→ **GIVEN PASSAGE**

++++++++

30. Quentin Tarantino’s caustic epic The Hateful Eight is a film that documents the foundations of America on one cold, stormy night. Racism, hate, misogyny, distrust, all are laid bare in a film that takes no prisoners. It’s bloody, it’s funny, it’s disturbing, and it’s damn well violent.
The brunt of a lot of the violence is Daisy Domerghue (Jennifer Jason Leigh), who us beaten bloody by John Ruth (Kurt Russell) and is for the most part, the central focus of the plot. Jason Edmiston’s print is terrifying in its portrayal of misogyny and violence. Every man is a potential villain, and every man has an agenda. Kneeling in the snow, bloody and beaten (but most importantly, not broken), Domerghue smiles. Nothing can touch her.
29. The first entry in Ken Taylor’s early film trilogy (the second being Nosferatu above, the third on the way) is the iconic Metropolis. A regular film in the Mondo print rotation, with artists like Martin Ansin and Kevin Tong having presented their takes on this classic film. While Ansin’s is a true great, it’s Ken Taylor’s presentation that hits the right notes for me.
At the bottom of the print, a man struggles with the weight of society on his shoulders. His legs are buckling, his head crooked back in pain – this is all too much. The industrial revolution is almost too much for society, with the imminent arrival of robots to supersede humans a prescient fear. The silver ink shimmers, giving the illusion it’s a slice of the silver screen in freeze frame.
28. Another print that seems almost too simple – almost too obvious. Daniel Danger is an artist who labours for hours on his works of art, often presenting houses or rooms in disarray. It’s eerie, dark and frightening stuff. The taglines at the bottom of his works often tell a story of mental illness, or pain, or deep, strong emotions.
The pairing of Danger with the iconic house that Norman Bates and his mother live in is as perfect a pairing as any. The house looms above the viewer. Norman stands in silhouette, equally staring down at the viewer, watching. It’s daunting and ominous, and draped in darkness alongside the title Psycho, you can only imagine what terrible events have occurred in there. Not one for the babies room.

++++++++

→ **Entries on locating named items**
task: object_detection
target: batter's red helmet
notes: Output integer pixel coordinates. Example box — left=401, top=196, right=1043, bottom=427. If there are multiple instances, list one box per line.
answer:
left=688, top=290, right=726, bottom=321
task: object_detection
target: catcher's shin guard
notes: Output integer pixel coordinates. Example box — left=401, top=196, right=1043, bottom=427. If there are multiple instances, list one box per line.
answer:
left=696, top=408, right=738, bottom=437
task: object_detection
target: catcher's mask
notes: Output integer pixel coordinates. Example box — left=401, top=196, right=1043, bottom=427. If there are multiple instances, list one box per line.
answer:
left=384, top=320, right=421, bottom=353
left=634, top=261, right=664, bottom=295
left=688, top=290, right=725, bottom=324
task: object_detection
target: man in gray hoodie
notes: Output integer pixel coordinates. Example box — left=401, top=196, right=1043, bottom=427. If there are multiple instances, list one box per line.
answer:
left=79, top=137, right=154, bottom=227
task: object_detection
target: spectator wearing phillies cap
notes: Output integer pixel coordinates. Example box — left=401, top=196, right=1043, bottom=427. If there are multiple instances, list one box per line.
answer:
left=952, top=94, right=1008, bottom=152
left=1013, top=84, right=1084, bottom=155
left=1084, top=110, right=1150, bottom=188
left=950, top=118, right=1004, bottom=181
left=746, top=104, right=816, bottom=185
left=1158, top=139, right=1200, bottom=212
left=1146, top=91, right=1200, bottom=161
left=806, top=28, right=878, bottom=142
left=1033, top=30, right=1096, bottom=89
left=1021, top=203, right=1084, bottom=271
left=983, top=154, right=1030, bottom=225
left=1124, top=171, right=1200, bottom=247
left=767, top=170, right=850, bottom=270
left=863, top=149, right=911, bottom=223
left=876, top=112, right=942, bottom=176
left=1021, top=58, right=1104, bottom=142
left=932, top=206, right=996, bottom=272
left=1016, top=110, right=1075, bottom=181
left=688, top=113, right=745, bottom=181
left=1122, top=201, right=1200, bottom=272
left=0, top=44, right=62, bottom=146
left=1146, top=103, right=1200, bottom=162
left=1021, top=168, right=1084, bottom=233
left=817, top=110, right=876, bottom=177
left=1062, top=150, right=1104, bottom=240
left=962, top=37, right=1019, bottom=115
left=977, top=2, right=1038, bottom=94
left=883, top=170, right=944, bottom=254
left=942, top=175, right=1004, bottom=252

++++++++

→ **COMPLETE THE FOLLOWING**
(1) Reproduce the section of the passage on film prints that begins at the words "28. Another print" and ends after "deep, strong emotions.", swapping "eerie" for "unsettling".
(2) Answer these questions using the passage on film prints.
(a) Who beats Daisy Domerghue bloody?
(b) Which two artists besides Ken Taylor have produced prints of Metropolis?
(c) Whose house appears in the print by Daniel Danger?
The items stand apart from the passage on film prints and are separate material.

→ **OUTPUTS IN ORDER**
(1)
28. Another print that seems almost too simple – almost too obvious. Daniel Danger is an artist who labours for hours on his works of art, often presenting houses or rooms in disarray. It’s unsettling, dark and frightening stuff. The taglines at the bottom of his works often tell a story of mental illness, or pain, or deep, strong emotions.

(2)
(a) John Ruth, played by Kurt Russell.
(b) Martin Ansin and Kevin Tong.
(c) The house where Norman Bates and his mother live.